Entries taken from a collection:
--- START ---

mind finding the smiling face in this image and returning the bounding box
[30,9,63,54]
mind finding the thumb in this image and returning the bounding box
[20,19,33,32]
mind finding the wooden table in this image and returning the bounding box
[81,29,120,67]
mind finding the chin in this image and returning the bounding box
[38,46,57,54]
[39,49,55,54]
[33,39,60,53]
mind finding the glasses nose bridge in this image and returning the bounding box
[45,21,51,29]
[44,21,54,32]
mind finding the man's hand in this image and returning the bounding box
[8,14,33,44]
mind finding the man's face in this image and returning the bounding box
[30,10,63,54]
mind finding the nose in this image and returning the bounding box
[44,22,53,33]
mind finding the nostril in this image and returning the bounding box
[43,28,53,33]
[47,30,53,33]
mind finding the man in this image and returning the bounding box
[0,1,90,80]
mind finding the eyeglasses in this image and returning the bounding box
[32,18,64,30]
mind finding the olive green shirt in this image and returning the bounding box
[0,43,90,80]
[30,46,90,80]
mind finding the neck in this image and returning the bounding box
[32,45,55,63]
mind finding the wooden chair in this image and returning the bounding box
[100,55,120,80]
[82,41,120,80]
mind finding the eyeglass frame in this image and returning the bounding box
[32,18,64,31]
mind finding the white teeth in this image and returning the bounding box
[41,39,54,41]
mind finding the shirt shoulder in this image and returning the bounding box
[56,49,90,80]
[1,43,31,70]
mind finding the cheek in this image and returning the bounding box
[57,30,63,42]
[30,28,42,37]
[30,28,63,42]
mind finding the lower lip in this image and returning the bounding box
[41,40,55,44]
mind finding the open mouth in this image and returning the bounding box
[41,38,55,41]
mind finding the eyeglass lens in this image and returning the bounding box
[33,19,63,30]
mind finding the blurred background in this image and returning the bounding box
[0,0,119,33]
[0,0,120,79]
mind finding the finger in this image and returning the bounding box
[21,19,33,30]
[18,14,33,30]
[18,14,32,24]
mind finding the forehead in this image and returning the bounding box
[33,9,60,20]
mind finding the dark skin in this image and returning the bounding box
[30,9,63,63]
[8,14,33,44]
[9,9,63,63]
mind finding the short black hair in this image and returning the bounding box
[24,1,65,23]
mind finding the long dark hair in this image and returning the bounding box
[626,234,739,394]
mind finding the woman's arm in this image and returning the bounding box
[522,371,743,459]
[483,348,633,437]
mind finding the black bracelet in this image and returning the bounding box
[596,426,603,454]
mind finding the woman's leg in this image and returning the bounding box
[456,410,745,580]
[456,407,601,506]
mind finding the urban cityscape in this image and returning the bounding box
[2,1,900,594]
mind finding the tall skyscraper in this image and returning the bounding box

--- END ---

Aim of the exercise
Only the lines from the one with "mind finding the lower" through the final line above should be repeated, each exactly as written.

Exercise answer
mind finding the lower lip in this image and returning the bounding box
[41,40,55,44]
mind finding the open mouth in this image and returning the bounding box
[41,38,55,41]
mind finding the eyeglass lens in this image and returning the bounding box
[33,19,63,30]
mind finding the blurred background in this image and returning the bounding box
[0,0,119,33]
[0,0,120,79]
mind finding the finger in this image and returning the bounding box
[21,19,33,30]
[18,14,33,30]
[18,14,32,24]
mind finding the forehead in this image and returning the bounding box
[33,9,60,20]
mind finding the dark skin in this image and returning the bounding box
[30,9,63,63]
[8,14,33,44]
[9,9,63,63]
mind finding the short black hair in this image and returning the bounding box
[24,1,65,23]
mind finding the long dark hair in this image and returning the bounding box
[626,234,739,394]
mind finding the woman's arm in this image and returning the bounding box
[522,371,743,459]
[483,348,633,437]
mind finding the black bracelet in this image and returning the bounding box
[596,426,603,454]
mind finding the woman's leg in this image and returning the bounding box
[456,410,745,580]
[456,407,601,506]
mind finding the urban cityscape in this image and returning the bounding box
[2,1,900,594]
mind finding the tall skyscraper in this image and returning the bounding box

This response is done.